SELECTED TEXT ->
|---|

The number of records with more than 250 cited references  represents a relatively small portion of the database, but several hundred thousand  cited references become invisible for all users (except for OCLC users). Why? Because APA has been distributing the records in MARC Communications format (also known as ISO 2709 format) to online services, and released the XML format only after 18 months of the launch of enhanced PsycINFO.

Mind me, the MARC Communications format was a brilliant brainchild of Henriette Avram in the late 1950s. It was the key component for shared cataloging and  other library automation functions (like creating item files for circulation systems), in which the Library of Congress was about a good decade ahead of Western European National Libraries. The MARC Communications format  has been  also the vehicle for distributing abstracting/indexing databases to online information services.

It has been enhanced continuously, but there is one area where it cannot be enhanced, and APA should have realized this before it launched its enhancement project.  The MARC format limits the length of the record to 99,999 characters simply because the record length must be defined in a 5 digit segment of the fixed length MARC Leader field. Record may reach the record limit at the 230th citations or even earlier

 

In my tests PsycINFO records reached the record limit with 200 or 400 or 600 citations – depending (among others) on the types of cited references (multiple authorship with large number of authors), the type of documents (conference proceedings can have very long names, dates, locations), and even such bibliographic data elements as excessively long titles (common in scientific papers). Here a record conks out at the 228th citation exactly because of the many long citations.

|---|

SOURCE EXCERPT ->
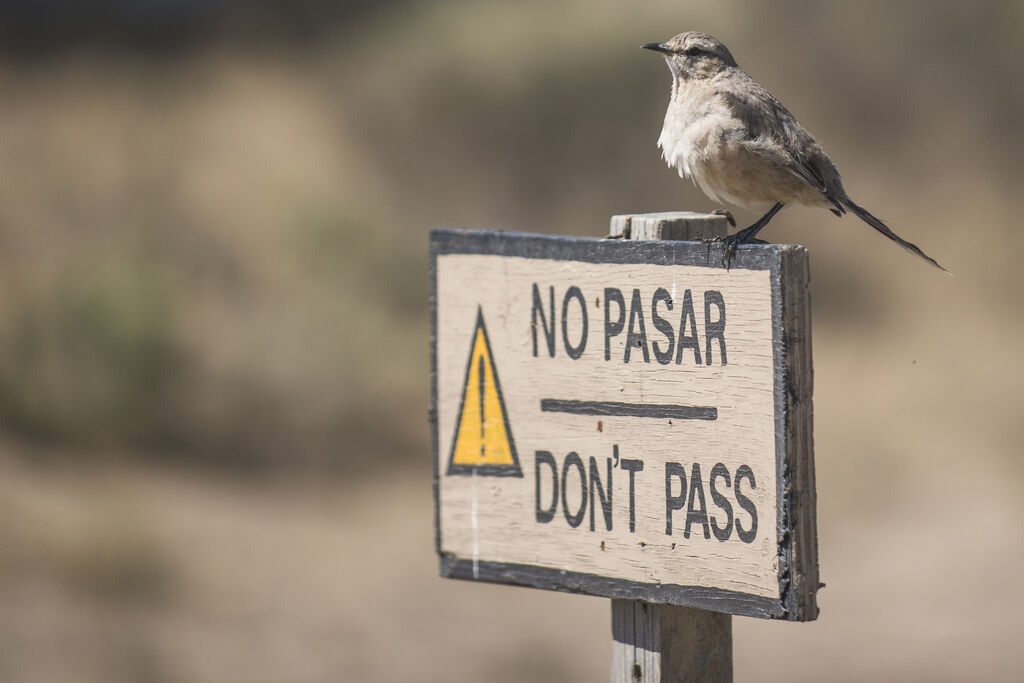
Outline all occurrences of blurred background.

|---|

TO DO -> Continue the piece on PsycINFO cited references and the MARC record-length limit, starting right after its last sentence.

RESPONSE ->
On the other hand, all the 683 citations in a book could be accommodated within the MARC record size limit because the majority of its citations are  short legal references. I know that short legal anything is an oxymoron, but there are some exceptions.

Although APA warns on its Web-site  about the limitations very few, if any, end users of PsycINFO would know about it. Users  would be befuddled why dozens, hundreds, or thousands of citations are missing from the record of many articles and books which do refer to published materials in  Roman alphabets.

At least CSA-IDS clearly warns users how many cited references are present in the source documents and how many could be displayed (due to the record size limitations). These two values are in the MARC record as two subfields. Still, they are not used by all online services, or are used incorrectly or inconsistently.

In Dialog only the first subfield is displayed, leaving the users in the dark until they realize that the alphabetic citations stop a tad prematurely at Bremner.

Ovid displays both  values correctly in some records, but not in all of them. For example, for this article by Pinquart, the Ovid record claims that there are 355 citations present and 355 displayed, but as you scroll down in the record you realize that the list of cited references ends at No. 69.

Again, CSA-IDS tells it as it is, and OCLC has the right numbers, but it mixed up the labeling. In this case there are 69 cited references not because of the record limit, but because of citations excluded for no reason. This is one of those cases when PsycINFO  inexplicably omits a great number of cited references – as e-psyche routinely  does.

 

Depressing  Links

It is also the sign of  hasty implementation that PsycINFO did not heed the advice of the APA Publishing Manual about the importance of minding the syntax of the URLs,  let alone the one about checking their validity.

APA might as well have added, that the credibility of your database will suffer if it has tens of thousands of not merely wrong, but syntactically wrong URLs. It may not have been easy to type the forward double slashes in the URL as backward double slashes (my word processor automatically corrects them, for example), but PsycINFO managed to do it and did it relentlessly in 2002 and 2003. For its credit, not all the URLs were messed up all the time this way, just 11,852 in the publisher name field, counting only those cases where the URL has wrong syntax.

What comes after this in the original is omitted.